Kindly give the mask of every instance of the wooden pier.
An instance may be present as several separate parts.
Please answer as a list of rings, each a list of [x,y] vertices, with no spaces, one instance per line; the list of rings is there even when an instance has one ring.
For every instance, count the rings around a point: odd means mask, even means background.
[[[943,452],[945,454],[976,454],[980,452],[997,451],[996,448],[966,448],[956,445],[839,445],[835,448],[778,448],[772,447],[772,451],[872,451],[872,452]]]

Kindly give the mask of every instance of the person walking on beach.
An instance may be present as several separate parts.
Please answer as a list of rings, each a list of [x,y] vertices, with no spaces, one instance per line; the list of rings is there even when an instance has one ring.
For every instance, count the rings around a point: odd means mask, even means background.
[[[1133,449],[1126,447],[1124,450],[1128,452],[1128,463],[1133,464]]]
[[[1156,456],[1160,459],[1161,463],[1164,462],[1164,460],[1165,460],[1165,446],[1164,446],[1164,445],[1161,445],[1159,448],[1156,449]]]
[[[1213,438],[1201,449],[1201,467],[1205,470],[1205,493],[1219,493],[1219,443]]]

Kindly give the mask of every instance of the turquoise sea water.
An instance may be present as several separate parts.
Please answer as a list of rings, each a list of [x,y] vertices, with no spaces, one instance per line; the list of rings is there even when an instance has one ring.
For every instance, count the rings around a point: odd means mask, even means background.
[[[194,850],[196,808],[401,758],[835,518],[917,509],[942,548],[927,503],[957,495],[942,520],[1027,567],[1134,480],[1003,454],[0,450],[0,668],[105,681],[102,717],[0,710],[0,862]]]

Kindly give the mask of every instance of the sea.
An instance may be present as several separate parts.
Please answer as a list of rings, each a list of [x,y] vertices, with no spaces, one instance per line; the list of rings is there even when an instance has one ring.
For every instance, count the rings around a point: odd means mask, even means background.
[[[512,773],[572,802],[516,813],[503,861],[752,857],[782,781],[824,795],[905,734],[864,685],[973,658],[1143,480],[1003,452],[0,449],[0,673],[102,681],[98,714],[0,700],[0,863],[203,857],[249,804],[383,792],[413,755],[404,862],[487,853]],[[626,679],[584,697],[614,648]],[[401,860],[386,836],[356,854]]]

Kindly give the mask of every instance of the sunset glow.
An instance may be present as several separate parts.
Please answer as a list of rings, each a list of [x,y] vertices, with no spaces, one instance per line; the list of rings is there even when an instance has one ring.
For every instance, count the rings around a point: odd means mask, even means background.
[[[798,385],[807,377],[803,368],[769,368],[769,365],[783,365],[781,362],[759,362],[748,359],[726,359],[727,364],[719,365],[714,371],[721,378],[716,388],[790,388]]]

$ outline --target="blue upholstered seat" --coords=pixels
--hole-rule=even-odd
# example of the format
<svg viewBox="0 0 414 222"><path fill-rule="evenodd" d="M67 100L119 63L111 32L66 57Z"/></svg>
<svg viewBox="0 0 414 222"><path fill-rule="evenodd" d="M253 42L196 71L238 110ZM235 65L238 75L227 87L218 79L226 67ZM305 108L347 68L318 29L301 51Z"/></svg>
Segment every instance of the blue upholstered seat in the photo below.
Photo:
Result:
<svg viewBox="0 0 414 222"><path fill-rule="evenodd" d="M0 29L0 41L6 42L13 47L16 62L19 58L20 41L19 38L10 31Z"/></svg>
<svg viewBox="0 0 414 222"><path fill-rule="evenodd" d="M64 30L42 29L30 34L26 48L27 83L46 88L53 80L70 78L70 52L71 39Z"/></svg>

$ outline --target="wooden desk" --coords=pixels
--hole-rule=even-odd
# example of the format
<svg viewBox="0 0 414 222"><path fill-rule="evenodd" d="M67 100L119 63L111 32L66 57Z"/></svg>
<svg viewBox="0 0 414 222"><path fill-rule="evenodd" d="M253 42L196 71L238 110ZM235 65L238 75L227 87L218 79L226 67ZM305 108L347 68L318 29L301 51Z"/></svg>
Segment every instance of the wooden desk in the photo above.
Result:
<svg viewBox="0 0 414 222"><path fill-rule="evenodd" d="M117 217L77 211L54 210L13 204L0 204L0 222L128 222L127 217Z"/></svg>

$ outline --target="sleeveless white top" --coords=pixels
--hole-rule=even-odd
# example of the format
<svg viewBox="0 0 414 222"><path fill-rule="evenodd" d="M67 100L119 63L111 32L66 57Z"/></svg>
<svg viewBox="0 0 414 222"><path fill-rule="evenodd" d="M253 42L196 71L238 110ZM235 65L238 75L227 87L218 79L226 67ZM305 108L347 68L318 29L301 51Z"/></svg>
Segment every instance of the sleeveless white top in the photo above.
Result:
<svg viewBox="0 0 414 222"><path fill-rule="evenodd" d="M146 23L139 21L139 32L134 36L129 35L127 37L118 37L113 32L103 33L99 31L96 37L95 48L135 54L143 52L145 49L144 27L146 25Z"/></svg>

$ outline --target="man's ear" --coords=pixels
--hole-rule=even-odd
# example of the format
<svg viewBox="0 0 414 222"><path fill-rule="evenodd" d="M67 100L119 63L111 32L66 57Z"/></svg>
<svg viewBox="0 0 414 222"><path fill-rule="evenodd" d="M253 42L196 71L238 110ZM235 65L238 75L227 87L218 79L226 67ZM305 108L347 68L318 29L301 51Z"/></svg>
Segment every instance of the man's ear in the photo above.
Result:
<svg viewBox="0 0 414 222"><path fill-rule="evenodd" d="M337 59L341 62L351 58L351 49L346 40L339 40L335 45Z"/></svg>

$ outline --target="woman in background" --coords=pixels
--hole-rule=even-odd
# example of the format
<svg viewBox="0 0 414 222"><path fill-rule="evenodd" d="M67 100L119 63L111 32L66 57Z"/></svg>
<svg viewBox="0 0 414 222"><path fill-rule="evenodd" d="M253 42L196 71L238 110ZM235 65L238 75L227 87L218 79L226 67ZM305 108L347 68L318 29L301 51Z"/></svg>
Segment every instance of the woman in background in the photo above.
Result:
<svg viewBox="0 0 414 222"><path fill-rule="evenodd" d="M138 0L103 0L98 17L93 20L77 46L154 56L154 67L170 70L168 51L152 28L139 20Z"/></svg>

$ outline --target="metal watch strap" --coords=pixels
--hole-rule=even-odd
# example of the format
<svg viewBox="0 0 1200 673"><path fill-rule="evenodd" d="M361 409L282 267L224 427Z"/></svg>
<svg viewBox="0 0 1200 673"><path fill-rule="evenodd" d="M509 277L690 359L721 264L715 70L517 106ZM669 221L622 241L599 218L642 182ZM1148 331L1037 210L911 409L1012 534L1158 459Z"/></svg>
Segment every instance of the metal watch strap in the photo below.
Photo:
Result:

####################

▶ **Work request**:
Produce a word-for-word restatement of all the records.

▶ **Result of the exercise**:
Kindly give the mask of every instance of the wooden pier.
An instance may be present as several separate parts.
Please answer as a list of rings, each a list of [x,y] vertices, with no spaces, one instance per line; the list of rings is there even when an instance has one ring.
For every instance, count the rings around a point: odd means mask, even means background.
[[[943,452],[945,454],[976,454],[980,452],[997,451],[996,448],[966,448],[956,445],[839,445],[835,448],[778,448],[772,447],[772,451],[872,451],[872,452]]]

Kindly give the mask of every instance of the person walking on beach.
An instance may be present as several separate parts.
Please answer as a list of rings, each a list of [x,y] vertices, with no spaces, one instance per line; the list of rings is there even when an instance has one ring.
For every instance, count the rings around a point: odd means mask, even means background.
[[[1133,449],[1126,447],[1124,450],[1128,452],[1128,463],[1133,464]]]
[[[1156,456],[1160,459],[1161,463],[1164,462],[1164,460],[1165,460],[1165,446],[1164,446],[1164,445],[1161,445],[1159,448],[1156,449]]]
[[[1213,438],[1201,449],[1201,467],[1205,470],[1205,493],[1219,493],[1219,443]]]

Kindly give the mask of every instance of the turquoise sea water.
An instance may be present as several separate parts.
Please answer as a list of rings, each a list of [x,y] vertices, with no spaces, one instance per line; the list of rings is there even when an instance has one ring.
For every instance, count the rings around a point: odd means mask, even means background.
[[[194,850],[196,808],[401,758],[835,518],[917,509],[942,548],[927,503],[957,495],[942,520],[1027,567],[1134,480],[1003,454],[0,450],[0,668],[105,681],[102,717],[0,710],[0,862]]]

Kindly give the mask of every instance of the sea.
An instance may be present as several separate parts.
Please answer as a list of rings, each a list of [x,y] vertices, with no spaces, one instance per line; the list of rings is there even when an instance has one ring.
For every instance, count the rings around a point: odd means mask, even means background.
[[[512,773],[572,802],[516,813],[503,861],[752,857],[782,781],[824,795],[905,734],[864,685],[973,658],[1143,480],[1003,452],[0,449],[0,673],[102,681],[98,714],[0,700],[0,863],[203,857],[249,804],[383,792],[413,755],[404,862],[487,853]],[[626,679],[584,697],[614,648]],[[401,860],[386,836],[356,854]]]

Kindly give the mask of every instance of the sunset glow.
An instance may be present as several separate parts.
Please answer as a list of rings, each a list of [x,y] vertices, with no spaces, one instance per line; the list of rings is there even when an instance has one ring.
For every instance, count the rings around a point: odd means mask, even means background.
[[[798,385],[807,377],[803,368],[769,368],[769,365],[783,365],[781,362],[759,362],[748,359],[726,359],[727,364],[719,365],[714,371],[721,378],[716,388],[790,388]]]

$ outline --target="blue upholstered seat" --coords=pixels
--hole-rule=even-odd
# example of the format
<svg viewBox="0 0 414 222"><path fill-rule="evenodd" d="M67 100L119 63L111 32L66 57Z"/></svg>
<svg viewBox="0 0 414 222"><path fill-rule="evenodd" d="M253 42L196 71L238 110ZM235 65L238 75L227 87L218 79L226 67ZM305 108L347 68L318 29L301 51Z"/></svg>
Segment every instance of the blue upholstered seat in the photo below.
Photo:
Result:
<svg viewBox="0 0 414 222"><path fill-rule="evenodd" d="M0 29L0 41L6 42L13 47L16 62L19 58L20 41L19 38L10 31Z"/></svg>
<svg viewBox="0 0 414 222"><path fill-rule="evenodd" d="M64 30L42 29L30 34L26 48L27 83L46 88L53 80L70 78L70 52L71 39Z"/></svg>

$ outline --target="wooden desk" --coords=pixels
--hole-rule=even-odd
# example of the format
<svg viewBox="0 0 414 222"><path fill-rule="evenodd" d="M67 100L119 63L111 32L66 57Z"/></svg>
<svg viewBox="0 0 414 222"><path fill-rule="evenodd" d="M253 42L196 71L238 110ZM235 65L238 75L227 87L218 79L226 67ZM305 108L347 68L318 29L301 51Z"/></svg>
Segment every instance of the wooden desk in the photo above.
Result:
<svg viewBox="0 0 414 222"><path fill-rule="evenodd" d="M117 217L77 211L54 210L13 204L0 204L0 222L128 222L127 217Z"/></svg>

$ outline --target="sleeveless white top" --coords=pixels
--hole-rule=even-odd
# example of the format
<svg viewBox="0 0 414 222"><path fill-rule="evenodd" d="M67 100L119 63L111 32L66 57Z"/></svg>
<svg viewBox="0 0 414 222"><path fill-rule="evenodd" d="M253 42L196 71L238 110ZM235 65L238 75L227 87L218 79L226 67ZM305 108L347 68L318 29L301 51Z"/></svg>
Segment every instance of the sleeveless white top in the photo above.
Result:
<svg viewBox="0 0 414 222"><path fill-rule="evenodd" d="M146 23L139 21L139 32L134 36L129 35L127 37L118 37L113 32L103 33L99 31L96 37L95 48L135 54L143 52L145 49L144 27L146 25Z"/></svg>

$ outline --target="man's ear" --coords=pixels
--hole-rule=even-odd
# example of the format
<svg viewBox="0 0 414 222"><path fill-rule="evenodd" d="M67 100L119 63L111 32L66 57Z"/></svg>
<svg viewBox="0 0 414 222"><path fill-rule="evenodd" d="M253 42L196 71L238 110ZM235 65L238 75L227 87L218 79L226 67ZM305 108L347 68L318 29L301 51Z"/></svg>
Segment every instance of the man's ear in the photo above.
Result:
<svg viewBox="0 0 414 222"><path fill-rule="evenodd" d="M337 59L341 62L351 58L351 49L346 40L339 40L335 45Z"/></svg>

$ outline --target="woman in background" --coords=pixels
--hole-rule=even-odd
# example of the format
<svg viewBox="0 0 414 222"><path fill-rule="evenodd" d="M67 100L119 63L111 32L66 57Z"/></svg>
<svg viewBox="0 0 414 222"><path fill-rule="evenodd" d="M253 42L196 71L238 110ZM235 65L238 75L227 87L218 79L226 67ZM305 108L347 68L318 29L301 51Z"/></svg>
Segment every instance of the woman in background in the photo above.
Result:
<svg viewBox="0 0 414 222"><path fill-rule="evenodd" d="M138 0L103 0L98 17L93 20L77 46L154 56L154 67L170 70L168 51L152 28L139 20Z"/></svg>

$ outline --target="metal watch strap" --coords=pixels
--hole-rule=even-odd
# example of the format
<svg viewBox="0 0 1200 673"><path fill-rule="evenodd" d="M361 409L282 267L224 427Z"/></svg>
<svg viewBox="0 0 1200 673"><path fill-rule="evenodd" d="M509 277L690 359L721 264L715 70L517 106ZM669 221L622 241L599 218L642 182ZM1148 331L1037 210L911 409L1012 534L1158 459Z"/></svg>
Segment every instance of the metal watch strap in the photo below.
Photo:
Result:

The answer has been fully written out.